Provided entries:
┏━━

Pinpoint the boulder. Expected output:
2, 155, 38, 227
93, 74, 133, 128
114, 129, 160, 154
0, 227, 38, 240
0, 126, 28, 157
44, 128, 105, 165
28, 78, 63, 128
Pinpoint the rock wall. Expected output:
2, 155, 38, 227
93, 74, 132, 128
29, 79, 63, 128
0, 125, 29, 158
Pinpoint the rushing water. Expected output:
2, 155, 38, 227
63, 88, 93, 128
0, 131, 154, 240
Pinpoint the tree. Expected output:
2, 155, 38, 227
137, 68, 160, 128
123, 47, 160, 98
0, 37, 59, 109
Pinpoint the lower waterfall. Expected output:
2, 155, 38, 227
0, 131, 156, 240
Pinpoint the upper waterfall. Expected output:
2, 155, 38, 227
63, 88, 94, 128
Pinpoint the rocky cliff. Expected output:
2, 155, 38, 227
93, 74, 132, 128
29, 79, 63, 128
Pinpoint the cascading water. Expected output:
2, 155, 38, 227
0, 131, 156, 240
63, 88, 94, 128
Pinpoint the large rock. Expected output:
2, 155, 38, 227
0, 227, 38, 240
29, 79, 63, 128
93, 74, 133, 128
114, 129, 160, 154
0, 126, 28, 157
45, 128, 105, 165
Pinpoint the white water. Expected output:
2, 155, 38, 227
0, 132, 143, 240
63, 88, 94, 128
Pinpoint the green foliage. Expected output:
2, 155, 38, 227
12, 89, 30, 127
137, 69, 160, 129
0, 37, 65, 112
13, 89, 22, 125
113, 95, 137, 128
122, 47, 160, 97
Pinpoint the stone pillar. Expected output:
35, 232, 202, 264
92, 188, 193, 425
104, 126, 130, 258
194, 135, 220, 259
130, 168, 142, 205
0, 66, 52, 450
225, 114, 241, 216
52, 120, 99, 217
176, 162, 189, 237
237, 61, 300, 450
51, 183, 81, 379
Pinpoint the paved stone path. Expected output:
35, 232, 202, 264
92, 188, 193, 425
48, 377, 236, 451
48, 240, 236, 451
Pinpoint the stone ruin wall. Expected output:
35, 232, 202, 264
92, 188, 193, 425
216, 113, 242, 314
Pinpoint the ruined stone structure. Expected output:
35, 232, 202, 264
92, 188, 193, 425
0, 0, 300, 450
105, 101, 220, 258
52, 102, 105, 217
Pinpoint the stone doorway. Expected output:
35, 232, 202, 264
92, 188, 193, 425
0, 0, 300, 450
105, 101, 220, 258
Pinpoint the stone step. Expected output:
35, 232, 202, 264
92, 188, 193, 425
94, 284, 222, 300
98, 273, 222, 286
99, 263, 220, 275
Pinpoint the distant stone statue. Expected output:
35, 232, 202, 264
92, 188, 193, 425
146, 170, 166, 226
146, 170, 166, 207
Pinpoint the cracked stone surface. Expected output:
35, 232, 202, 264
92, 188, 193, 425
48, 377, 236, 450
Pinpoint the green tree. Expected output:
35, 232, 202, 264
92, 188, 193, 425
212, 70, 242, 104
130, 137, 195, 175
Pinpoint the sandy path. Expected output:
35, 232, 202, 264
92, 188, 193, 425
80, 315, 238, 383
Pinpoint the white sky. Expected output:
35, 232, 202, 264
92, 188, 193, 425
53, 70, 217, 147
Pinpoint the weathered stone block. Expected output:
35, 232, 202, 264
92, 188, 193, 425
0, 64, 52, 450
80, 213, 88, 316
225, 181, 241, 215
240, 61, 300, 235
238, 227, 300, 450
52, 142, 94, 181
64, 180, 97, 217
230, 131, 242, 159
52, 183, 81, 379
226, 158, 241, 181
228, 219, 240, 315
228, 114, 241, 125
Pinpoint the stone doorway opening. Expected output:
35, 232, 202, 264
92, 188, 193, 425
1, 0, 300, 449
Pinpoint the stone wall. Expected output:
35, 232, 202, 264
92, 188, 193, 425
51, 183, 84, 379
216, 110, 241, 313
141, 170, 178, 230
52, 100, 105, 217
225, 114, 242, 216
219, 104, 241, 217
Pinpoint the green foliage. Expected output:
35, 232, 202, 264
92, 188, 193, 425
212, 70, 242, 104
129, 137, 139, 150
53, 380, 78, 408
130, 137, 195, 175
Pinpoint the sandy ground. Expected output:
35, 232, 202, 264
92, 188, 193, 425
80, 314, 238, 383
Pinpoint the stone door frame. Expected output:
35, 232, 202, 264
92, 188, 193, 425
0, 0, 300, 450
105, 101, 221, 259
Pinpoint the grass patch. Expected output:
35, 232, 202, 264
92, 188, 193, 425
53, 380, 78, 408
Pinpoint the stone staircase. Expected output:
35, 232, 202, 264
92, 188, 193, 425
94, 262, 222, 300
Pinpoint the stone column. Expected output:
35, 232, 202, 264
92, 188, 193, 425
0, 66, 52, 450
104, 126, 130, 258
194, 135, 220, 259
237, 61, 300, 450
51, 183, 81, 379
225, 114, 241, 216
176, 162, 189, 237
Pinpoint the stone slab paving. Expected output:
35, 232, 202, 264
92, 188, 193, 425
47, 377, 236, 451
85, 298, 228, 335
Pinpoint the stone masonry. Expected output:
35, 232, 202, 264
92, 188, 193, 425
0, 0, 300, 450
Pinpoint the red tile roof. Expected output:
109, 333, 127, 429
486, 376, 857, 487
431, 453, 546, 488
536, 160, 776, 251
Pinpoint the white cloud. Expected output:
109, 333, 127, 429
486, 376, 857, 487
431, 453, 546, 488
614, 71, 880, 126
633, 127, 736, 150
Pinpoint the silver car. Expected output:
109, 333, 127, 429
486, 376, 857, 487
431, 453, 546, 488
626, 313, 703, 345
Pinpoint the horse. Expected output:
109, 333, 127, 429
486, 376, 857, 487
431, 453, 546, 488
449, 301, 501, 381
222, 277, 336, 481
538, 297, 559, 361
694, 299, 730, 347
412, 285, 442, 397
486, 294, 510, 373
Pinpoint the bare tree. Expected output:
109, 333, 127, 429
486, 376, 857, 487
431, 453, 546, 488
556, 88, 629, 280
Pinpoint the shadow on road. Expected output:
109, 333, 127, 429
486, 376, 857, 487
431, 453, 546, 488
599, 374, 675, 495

┗━━

Given request:
Copy the items word for word, starting at the very first line and ending with the line that contains "0, 125, 29, 158", both included.

Answer to this task:
Pinpoint the boulder. Expected output:
2, 155, 38, 227
93, 74, 133, 128
114, 129, 160, 154
0, 227, 38, 240
0, 126, 28, 157
44, 128, 105, 165
28, 78, 63, 128
Pinpoint the rock wall. Expected output:
2, 155, 38, 227
93, 74, 132, 128
29, 79, 63, 128
0, 125, 29, 158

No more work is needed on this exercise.